* _提示文_:
本記事では2021年3月から新たに当サイトのライターとして加わった京大法学部の中村の合格体験記及び、京大文系合格のための戦略の解説をしていきます。京大模試の英語・世界史で全国1位、総合点でも全国2位を取った凄い方です!ぜひ最後までご覧になってください!

彼の紹介はこちらから→【ライターの紹介】中村 悠生(京都大学法学部1回生) | Sacramy

目次

  1. まえがき
  2. 直近10年間の合格最低点と目標点
  3. 合格のための戦略
  4. 各教科の目標得点
  5. 社会科目の選び方
  6. 勉強計画
  7. あとがき

まえがき

こんにちは。ライターの中村悠生(なかむら ゆう)です。今回は京都大学文系学部の合格のための戦略を書いていきたいと思います。

この戦略は通っていた塾の先生に教えてもらったものと、自分が受験勉強をする中で感じたことを組み合わせたものになります。参考にしていただければ幸いですが、無理にこの戦略を鵜呑みにする必要はありません。

今回は長々と文字ばかりが続きます、申し訳ありません。では、いきましょう!

* _目的_:
提示文によると、中村は京大模試の英語と世界史で全国何位を取ったか。

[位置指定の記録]
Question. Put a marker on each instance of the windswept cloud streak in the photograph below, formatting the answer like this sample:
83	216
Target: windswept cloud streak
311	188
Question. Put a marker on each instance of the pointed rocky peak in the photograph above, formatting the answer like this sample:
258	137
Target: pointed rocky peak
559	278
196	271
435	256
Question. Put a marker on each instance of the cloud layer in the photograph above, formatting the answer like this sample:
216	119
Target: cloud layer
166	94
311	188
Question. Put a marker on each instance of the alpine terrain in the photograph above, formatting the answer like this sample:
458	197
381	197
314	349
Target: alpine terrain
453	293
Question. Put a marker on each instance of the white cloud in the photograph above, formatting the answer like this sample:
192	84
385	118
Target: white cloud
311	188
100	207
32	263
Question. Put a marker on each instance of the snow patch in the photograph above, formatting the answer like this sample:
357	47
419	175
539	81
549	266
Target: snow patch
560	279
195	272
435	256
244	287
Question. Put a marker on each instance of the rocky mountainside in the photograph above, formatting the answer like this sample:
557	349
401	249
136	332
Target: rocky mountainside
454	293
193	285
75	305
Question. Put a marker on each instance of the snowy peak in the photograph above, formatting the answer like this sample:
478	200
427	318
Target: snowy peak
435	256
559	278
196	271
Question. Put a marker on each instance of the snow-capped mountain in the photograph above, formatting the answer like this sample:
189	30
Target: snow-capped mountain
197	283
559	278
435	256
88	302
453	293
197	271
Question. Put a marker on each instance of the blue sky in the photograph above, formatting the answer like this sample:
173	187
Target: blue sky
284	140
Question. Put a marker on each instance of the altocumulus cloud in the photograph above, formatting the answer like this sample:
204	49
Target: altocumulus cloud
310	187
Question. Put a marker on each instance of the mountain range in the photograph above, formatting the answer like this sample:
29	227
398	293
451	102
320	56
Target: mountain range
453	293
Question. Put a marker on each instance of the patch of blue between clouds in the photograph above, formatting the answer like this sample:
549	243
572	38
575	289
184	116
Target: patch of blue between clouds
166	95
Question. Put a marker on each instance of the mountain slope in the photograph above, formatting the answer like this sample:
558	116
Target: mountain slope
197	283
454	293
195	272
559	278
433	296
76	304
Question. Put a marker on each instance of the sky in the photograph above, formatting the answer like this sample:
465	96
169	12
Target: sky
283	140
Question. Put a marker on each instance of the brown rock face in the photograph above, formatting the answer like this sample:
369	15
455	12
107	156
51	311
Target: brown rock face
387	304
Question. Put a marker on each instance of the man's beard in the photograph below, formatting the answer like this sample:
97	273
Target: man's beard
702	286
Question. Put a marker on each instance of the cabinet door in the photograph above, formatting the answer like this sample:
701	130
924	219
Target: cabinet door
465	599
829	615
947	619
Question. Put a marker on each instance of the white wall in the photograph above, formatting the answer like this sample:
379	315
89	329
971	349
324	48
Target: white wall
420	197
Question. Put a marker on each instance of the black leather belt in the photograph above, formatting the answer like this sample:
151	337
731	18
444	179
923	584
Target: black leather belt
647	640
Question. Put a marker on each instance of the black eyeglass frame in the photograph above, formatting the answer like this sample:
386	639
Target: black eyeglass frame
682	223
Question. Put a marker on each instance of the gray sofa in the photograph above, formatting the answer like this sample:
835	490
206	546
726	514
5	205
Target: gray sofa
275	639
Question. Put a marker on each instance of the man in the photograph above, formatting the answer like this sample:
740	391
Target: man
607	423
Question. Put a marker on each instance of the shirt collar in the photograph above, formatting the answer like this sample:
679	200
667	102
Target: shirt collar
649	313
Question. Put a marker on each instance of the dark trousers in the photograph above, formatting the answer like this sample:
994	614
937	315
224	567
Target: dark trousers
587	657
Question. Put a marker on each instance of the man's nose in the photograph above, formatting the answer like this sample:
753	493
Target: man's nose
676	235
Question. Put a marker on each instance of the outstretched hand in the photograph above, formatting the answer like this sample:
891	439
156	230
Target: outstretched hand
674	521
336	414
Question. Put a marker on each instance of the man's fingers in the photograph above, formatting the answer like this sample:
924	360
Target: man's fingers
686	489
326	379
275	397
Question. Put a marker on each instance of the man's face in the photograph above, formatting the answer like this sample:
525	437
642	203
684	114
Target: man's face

* _回答_:
全国1位。